[Pointing dataset excerpts]

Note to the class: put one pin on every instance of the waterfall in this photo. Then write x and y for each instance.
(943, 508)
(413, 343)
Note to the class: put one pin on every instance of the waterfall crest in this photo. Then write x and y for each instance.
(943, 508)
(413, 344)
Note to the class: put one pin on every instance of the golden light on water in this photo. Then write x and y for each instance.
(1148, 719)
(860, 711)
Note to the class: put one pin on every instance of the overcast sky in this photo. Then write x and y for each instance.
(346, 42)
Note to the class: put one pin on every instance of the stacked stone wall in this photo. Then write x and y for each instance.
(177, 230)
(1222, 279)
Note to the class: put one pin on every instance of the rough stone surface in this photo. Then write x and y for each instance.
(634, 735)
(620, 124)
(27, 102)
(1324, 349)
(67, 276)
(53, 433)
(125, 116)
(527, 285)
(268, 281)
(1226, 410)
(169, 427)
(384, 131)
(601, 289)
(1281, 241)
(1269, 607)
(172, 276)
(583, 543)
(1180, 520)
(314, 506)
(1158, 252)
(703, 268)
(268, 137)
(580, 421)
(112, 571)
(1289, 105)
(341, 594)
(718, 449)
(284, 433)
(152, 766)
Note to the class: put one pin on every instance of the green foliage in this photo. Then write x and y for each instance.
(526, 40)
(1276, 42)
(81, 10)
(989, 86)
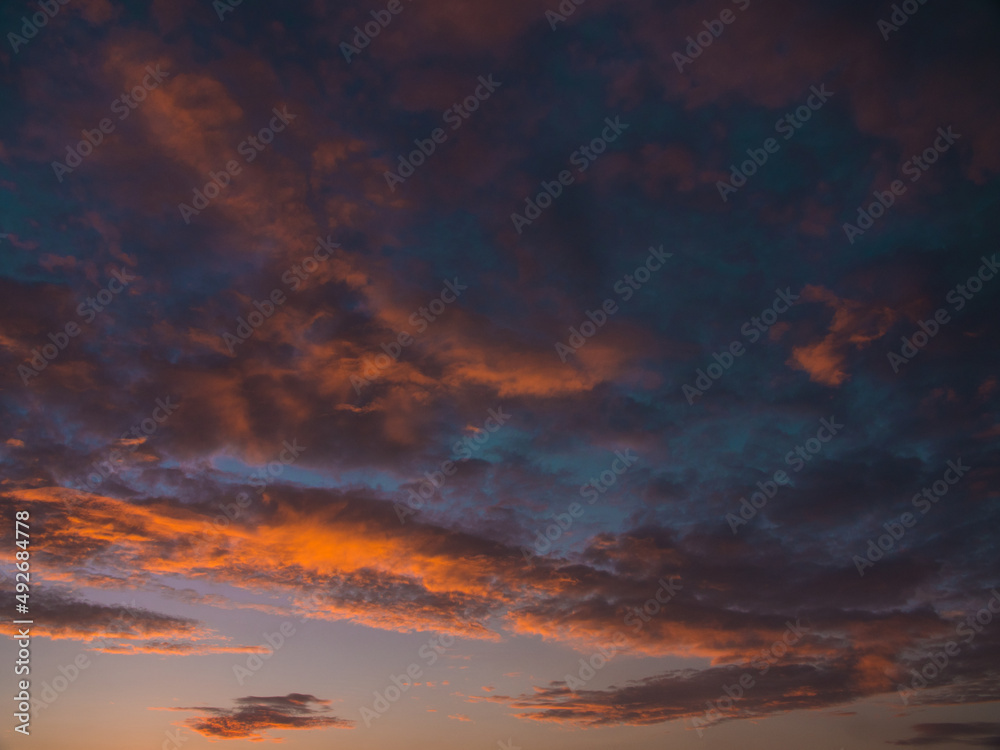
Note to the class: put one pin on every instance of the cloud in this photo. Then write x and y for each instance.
(976, 734)
(252, 717)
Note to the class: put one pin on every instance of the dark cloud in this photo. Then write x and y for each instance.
(253, 717)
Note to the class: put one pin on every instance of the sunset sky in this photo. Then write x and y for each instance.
(504, 375)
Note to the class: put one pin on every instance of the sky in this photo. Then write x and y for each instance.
(504, 375)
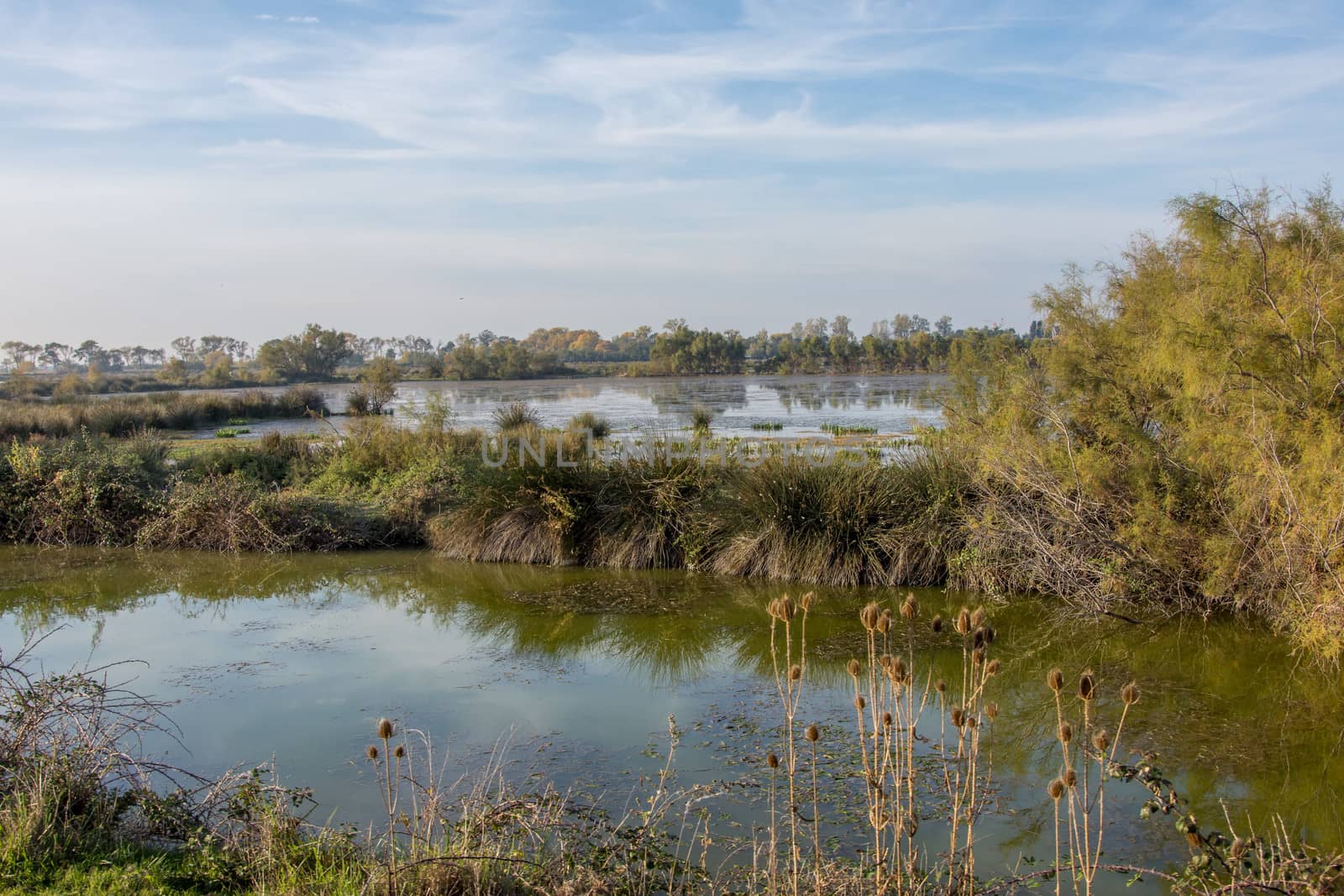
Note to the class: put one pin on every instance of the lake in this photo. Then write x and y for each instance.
(800, 405)
(571, 674)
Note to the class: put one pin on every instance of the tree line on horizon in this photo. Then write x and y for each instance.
(817, 345)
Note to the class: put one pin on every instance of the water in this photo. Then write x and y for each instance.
(801, 405)
(293, 660)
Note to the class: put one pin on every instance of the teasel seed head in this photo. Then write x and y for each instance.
(1055, 679)
(1129, 694)
(1086, 685)
(870, 616)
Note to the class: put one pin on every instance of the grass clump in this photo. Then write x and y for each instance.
(515, 416)
(591, 423)
(123, 417)
(871, 524)
(702, 421)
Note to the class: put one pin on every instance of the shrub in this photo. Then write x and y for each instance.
(230, 513)
(515, 416)
(84, 490)
(589, 422)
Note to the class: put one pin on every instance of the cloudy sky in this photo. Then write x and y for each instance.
(441, 167)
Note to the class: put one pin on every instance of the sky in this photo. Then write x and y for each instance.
(440, 167)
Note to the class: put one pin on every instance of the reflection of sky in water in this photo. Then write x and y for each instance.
(893, 405)
(295, 658)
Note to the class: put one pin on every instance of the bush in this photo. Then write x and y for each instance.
(589, 422)
(81, 492)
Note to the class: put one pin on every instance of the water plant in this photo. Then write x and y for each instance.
(515, 416)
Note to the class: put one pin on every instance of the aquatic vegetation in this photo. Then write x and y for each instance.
(124, 417)
(918, 752)
(517, 416)
(702, 419)
(589, 422)
(1176, 441)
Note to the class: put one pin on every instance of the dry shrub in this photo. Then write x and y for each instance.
(230, 513)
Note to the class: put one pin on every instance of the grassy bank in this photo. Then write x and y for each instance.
(160, 411)
(1173, 443)
(82, 809)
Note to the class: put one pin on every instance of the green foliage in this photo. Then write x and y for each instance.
(1178, 437)
(161, 411)
(517, 416)
(685, 351)
(702, 421)
(312, 354)
(378, 387)
(84, 490)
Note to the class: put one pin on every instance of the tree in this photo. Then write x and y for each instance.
(185, 347)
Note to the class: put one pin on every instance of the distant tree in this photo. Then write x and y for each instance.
(185, 347)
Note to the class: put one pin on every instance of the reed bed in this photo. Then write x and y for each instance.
(74, 793)
(160, 411)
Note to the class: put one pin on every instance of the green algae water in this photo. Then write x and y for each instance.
(570, 676)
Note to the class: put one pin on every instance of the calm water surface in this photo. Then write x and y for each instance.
(293, 658)
(801, 405)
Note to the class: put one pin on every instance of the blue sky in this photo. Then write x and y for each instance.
(244, 168)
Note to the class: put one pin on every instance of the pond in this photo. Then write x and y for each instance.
(799, 405)
(571, 676)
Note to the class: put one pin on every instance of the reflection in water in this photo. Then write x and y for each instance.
(309, 647)
(893, 405)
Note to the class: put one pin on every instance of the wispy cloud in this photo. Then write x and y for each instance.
(692, 140)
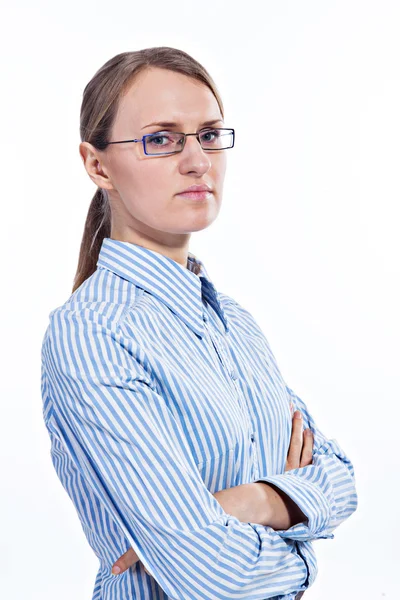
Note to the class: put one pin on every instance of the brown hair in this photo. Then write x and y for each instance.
(98, 110)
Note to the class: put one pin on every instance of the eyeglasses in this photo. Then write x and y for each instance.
(218, 138)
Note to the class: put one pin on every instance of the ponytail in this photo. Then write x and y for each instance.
(97, 227)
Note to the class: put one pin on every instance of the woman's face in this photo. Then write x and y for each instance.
(143, 190)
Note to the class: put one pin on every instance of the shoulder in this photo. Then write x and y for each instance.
(103, 298)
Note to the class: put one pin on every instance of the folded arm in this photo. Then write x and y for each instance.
(133, 454)
(324, 491)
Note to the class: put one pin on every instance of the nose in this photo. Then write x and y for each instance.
(193, 157)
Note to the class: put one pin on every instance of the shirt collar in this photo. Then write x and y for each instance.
(182, 289)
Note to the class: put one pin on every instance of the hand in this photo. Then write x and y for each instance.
(125, 561)
(283, 511)
(301, 445)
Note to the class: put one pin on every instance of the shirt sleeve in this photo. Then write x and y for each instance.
(325, 490)
(132, 452)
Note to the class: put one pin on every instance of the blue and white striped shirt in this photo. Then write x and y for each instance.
(159, 391)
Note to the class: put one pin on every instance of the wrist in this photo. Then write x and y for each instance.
(282, 511)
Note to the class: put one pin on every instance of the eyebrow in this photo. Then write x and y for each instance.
(173, 124)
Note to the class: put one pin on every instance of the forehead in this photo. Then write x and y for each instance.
(159, 94)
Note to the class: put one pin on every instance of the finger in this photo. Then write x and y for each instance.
(308, 444)
(296, 442)
(124, 562)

● **DIRECTION**
Pictures are excluded; copy all other data exactly as shown.

● **RESPONSE FOR THIS EXERCISE**
Note to the class: put one pin on every instance of the waterfall in this photo. Then write x and y for each instance.
(943, 508)
(413, 343)
Note to the class: put one pin on every instance of the waterfall crest in this photo. Then write x and y for each instance.
(943, 508)
(413, 344)
Note to the class: put one pin on every instance of the golden light on water in this photo. Then write x and y for each instance.
(1148, 719)
(860, 711)
Note to the class: put one pin on every instance of the overcast sky in this photo. Then write x and y for each instance.
(346, 42)
Note to the class: put one pin on every instance of the stacked stone wall in this photo. Then write x and y for each instance.
(177, 230)
(1222, 279)
Note to the class: put one pin on every instance of the rough stone surface in this photo. Then write x and y for each instance.
(634, 735)
(620, 124)
(27, 102)
(1324, 349)
(67, 276)
(53, 433)
(125, 116)
(527, 285)
(268, 281)
(1226, 410)
(169, 427)
(384, 131)
(601, 289)
(1281, 241)
(1269, 607)
(172, 276)
(583, 543)
(1180, 520)
(314, 506)
(1158, 252)
(703, 268)
(268, 137)
(580, 421)
(112, 571)
(1289, 105)
(341, 594)
(718, 449)
(284, 433)
(152, 766)
Note to the class: put one pin on every instance of the green foliage in this photo. Then write x and y for each instance.
(526, 40)
(1276, 42)
(81, 10)
(989, 86)
Note to the class: put one pin on every instance of the cloud in this photo. Then write x and y for each instance.
(976, 734)
(252, 717)
Note to the class: put one pin on every instance of the dark cloud in this photo. Then write x and y for each instance.
(253, 717)
Note to the class: put one pin on every instance of the sunset sky in this photo. Then write x and y for each instance.
(504, 375)
Note to the class: put one pin on every instance of the sky in this photo. Then write x and y for each instance.
(504, 375)
Note to the class: put one pin on every instance of the lake in this photo. Then write x and y for each instance.
(800, 405)
(571, 674)
Note to the class: put one pin on every instance of the tree line on horizon in this photo. Then write x and y for each instance.
(817, 345)
Note to the class: put one pin on every instance of the water in this photo. Then write x and y for each instance.
(801, 405)
(293, 660)
Note to the class: put one pin on every instance of the teasel seed head in this photo. Then write x and y for each instance.
(1055, 679)
(1129, 694)
(1086, 685)
(870, 616)
Note to the class: put one pin on every instance of the grass clump in this photo. Then write x and y for each instance.
(515, 416)
(591, 423)
(123, 417)
(871, 524)
(702, 421)
Note to the class: put one pin on every instance of the shrub in this photo. Then write x and y for each instance.
(230, 513)
(515, 416)
(84, 490)
(589, 422)
Note to the class: put one pin on every instance of the cloudy sky in this photo. Then write x and y for each instance.
(441, 167)
Note to the class: put one pin on every instance of the sky in this photo. Then write x and y for each instance.
(440, 167)
Note to the class: put one pin on every instance of the reflection of sky in water in this photo. Then write x and y for each instance.
(893, 405)
(295, 658)
Note to the class: put one pin on every instance of the bush in this photo. Then write x and y for each instance.
(589, 422)
(81, 492)
Note to the class: put one pin on every instance of the water plant in this photo. Then write x and y for each instance.
(515, 416)
Note to the class: put one pin on every instance of the aquatic vegetation in this photo. Then write x and y for each instance.
(124, 417)
(918, 752)
(517, 416)
(702, 419)
(589, 422)
(1176, 441)
Note to the class: put one pin on every instance of the dry shrub in this photo. Then write x and y for each instance.
(230, 513)
Note to the class: put one pin on every instance of the grassy bank in this photo. Then write x and y for each instance.
(160, 411)
(1173, 443)
(82, 809)
Note to the class: put one pin on every instance of the green foliage in this photo. Then write x and y for each instance.
(1178, 437)
(161, 411)
(517, 416)
(685, 351)
(702, 421)
(312, 354)
(378, 387)
(84, 490)
Note to the class: put one pin on every instance of the tree in this photo. Then write x and y for each instance.
(185, 347)
Note to the class: put one pin on every instance of the distant tree in this photo. Then write x and y for each instance.
(185, 347)
Note to the class: put one pin on every instance of the reed bed in this photo. Then write x and y for each instance.
(74, 793)
(160, 411)
Note to the class: put one pin on every instance of the green algae water in this photo. Then write x and y for each instance.
(570, 676)
Note to the class: put one pin on every instance of the calm water surface in this photo. Then write x and y for each instance.
(293, 658)
(801, 405)
Note to the class: put one pin on every instance of the blue sky in this photo. Then write x and y for each instance.
(244, 168)
Note to the class: put one pin on every instance of the pond in this photo. Then write x and y for each instance.
(799, 405)
(571, 676)
Note to the class: put one pin on every instance of the reflection in water in this photo. Then write x and y for each instance.
(309, 647)
(893, 405)
Note to the class: put one pin on every instance of the wispy cloud in this photo. Then write x and y for each instance.
(692, 140)
Note to the class: put one pin on every instance of the brown hair in this photo. Then write x and y for each instance.
(98, 110)
Note to the class: put one pin on every instance of the eyeglasses in this photo. Then write x and y for each instance.
(218, 138)
Note to the class: put one pin on every instance of the ponytail in this photo. Then write x and y for each instance.
(97, 227)
Note to the class: put one pin on every instance of the woman's face in this photo. Then write x and y for each instance.
(143, 190)
Note to the class: put one pin on every instance of the shoulder in this photo. Then write x and y for each instance.
(103, 298)
Note to the class: put one pin on every instance of the folded arm in this photo. Then write x and y for each instance.
(133, 454)
(324, 491)
Note to the class: put one pin on every instance of the nose in this photo. Then write x and y for each instance.
(193, 157)
Note to the class: put one pin on every instance of the shirt collar in this photo. Then write x and y for each instance.
(182, 289)
Note to the class: put one pin on every instance of the hand in this photo. Then write x and y for each instance.
(125, 561)
(283, 511)
(301, 445)
Note to the class: put one pin on every instance of the shirt sleeve in this photo. Then write x and y for each instance.
(325, 490)
(132, 452)
Note to the class: put one pin on every instance of the blue and white striped shirt in this photo. Then write x and y for each instance.
(159, 391)
Note to the class: put one pin on every instance of the wrist in this photo. Then write x and y for each instance.
(282, 511)
Note to the class: put one pin on every instance of the eyebrow in this photo. Then write x and y for each instance.
(173, 124)
Note to the class: put one pin on every instance of the forehead in this photo. Then write x and y for each instance.
(159, 94)
Note to the class: put one pin on every instance of the finger in this photo. Then write x and y for each instance.
(308, 444)
(296, 442)
(124, 562)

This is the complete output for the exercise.